Source data.

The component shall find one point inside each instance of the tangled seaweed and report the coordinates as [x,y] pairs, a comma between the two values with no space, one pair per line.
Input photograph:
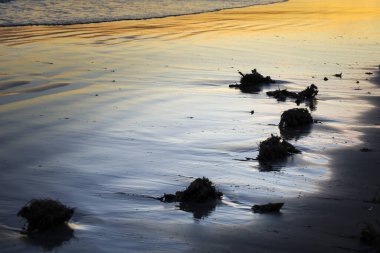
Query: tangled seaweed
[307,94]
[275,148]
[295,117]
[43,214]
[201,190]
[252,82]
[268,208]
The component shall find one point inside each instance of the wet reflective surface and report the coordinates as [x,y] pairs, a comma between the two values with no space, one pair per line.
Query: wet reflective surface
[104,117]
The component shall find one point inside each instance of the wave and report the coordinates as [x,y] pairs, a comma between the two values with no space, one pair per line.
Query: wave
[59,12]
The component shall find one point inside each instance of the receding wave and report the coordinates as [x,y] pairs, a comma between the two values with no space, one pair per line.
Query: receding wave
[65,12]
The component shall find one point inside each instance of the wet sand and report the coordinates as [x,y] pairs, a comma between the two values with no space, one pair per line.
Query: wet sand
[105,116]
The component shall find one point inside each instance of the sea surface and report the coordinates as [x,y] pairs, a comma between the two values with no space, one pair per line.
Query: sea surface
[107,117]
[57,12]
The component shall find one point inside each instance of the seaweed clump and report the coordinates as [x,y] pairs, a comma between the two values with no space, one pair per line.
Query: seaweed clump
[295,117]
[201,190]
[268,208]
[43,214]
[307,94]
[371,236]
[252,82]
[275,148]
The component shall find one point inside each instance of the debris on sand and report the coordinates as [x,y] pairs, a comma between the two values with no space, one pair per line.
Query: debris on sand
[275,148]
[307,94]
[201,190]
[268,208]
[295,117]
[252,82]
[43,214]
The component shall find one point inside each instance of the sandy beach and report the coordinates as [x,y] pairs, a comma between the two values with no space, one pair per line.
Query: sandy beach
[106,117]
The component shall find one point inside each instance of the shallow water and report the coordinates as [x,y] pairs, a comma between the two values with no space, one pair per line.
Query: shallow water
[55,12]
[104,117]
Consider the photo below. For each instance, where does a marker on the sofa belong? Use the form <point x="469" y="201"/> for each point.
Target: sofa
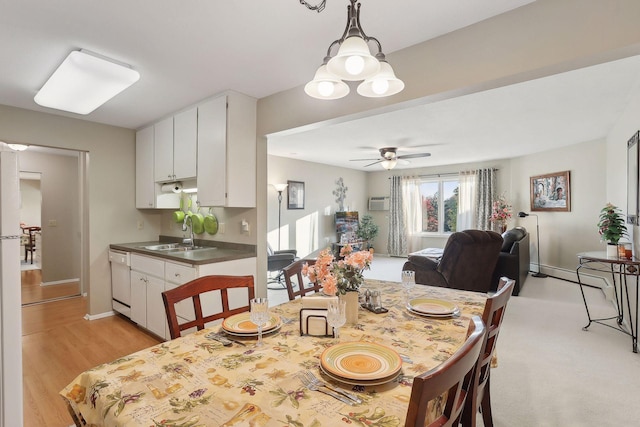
---
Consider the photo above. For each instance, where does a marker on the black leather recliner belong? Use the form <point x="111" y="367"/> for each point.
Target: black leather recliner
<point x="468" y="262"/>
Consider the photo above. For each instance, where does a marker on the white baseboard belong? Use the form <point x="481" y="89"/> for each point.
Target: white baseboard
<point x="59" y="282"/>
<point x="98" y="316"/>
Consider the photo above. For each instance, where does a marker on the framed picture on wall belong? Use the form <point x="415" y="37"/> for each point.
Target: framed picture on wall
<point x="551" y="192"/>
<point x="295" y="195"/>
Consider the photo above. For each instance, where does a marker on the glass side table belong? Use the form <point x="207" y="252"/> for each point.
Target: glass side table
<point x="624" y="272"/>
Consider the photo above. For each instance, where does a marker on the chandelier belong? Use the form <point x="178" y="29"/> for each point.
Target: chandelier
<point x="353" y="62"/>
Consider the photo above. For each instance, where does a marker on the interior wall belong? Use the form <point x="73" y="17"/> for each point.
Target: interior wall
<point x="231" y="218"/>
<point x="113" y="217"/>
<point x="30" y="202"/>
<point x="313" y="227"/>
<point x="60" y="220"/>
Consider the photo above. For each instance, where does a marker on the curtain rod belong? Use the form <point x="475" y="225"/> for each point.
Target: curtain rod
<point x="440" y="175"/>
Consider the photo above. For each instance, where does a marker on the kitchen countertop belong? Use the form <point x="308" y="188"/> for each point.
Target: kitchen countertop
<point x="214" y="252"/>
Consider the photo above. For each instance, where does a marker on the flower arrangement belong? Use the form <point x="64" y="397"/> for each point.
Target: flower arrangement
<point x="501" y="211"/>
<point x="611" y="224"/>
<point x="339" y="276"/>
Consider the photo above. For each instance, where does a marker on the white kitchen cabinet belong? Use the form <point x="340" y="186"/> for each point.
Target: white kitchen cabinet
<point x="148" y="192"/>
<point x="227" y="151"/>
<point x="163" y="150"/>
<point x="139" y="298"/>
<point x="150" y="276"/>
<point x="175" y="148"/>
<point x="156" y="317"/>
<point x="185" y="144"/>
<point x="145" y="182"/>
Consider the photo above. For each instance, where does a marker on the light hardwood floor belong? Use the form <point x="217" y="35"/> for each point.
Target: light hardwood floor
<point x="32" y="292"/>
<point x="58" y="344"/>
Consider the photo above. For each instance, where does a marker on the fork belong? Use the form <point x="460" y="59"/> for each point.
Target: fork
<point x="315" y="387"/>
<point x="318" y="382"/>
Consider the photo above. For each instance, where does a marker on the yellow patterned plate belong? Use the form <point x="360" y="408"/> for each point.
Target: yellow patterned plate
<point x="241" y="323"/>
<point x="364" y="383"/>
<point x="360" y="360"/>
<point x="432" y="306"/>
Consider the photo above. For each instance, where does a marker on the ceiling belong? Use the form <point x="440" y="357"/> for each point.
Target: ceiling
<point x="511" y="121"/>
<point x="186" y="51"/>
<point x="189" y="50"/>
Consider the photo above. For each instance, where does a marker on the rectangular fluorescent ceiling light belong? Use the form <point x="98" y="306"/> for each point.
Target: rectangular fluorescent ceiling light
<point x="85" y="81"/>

WHAT THE EXERCISE ASKS. Can you reproduce everything in the material from the line containing "Consider the photo below." down to the line containing "Target: sofa", with both of those lines included?

ANSWER TO THE PROBLEM.
Consider the photo below. For each instance, where does a marker on the sofa belong? Use the form <point x="469" y="201"/> for each point.
Target: sofa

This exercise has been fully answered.